## WHAT IS ASKED:
Count the lines below that contain the word "every" and give only the number.

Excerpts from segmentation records
****************************************
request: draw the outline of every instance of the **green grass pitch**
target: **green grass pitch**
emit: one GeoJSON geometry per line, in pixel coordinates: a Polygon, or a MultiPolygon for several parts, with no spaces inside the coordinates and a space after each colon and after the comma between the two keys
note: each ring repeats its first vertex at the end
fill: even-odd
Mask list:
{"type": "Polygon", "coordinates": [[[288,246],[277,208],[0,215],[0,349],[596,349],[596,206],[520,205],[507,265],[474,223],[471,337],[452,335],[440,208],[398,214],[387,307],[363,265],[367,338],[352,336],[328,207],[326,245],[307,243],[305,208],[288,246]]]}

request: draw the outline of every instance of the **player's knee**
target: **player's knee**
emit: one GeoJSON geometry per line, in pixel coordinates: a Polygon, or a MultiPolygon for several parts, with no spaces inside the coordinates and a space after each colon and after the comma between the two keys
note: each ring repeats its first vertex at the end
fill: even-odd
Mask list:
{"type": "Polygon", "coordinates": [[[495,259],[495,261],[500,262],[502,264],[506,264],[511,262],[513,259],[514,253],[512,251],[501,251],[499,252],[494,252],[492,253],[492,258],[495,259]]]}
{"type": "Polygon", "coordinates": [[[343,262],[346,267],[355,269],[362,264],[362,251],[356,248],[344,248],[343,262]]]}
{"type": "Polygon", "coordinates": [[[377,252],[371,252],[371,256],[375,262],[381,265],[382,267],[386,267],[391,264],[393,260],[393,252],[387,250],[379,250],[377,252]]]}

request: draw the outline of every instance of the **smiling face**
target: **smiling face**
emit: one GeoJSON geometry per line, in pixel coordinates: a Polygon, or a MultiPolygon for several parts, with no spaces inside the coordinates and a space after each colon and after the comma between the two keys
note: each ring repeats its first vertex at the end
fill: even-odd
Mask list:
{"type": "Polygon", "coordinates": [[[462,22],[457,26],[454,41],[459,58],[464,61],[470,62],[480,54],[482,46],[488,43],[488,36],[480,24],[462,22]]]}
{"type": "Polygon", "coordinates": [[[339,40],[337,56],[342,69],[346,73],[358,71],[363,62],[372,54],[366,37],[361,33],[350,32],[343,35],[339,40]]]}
****************************************
## EXERCISE RESULT:
3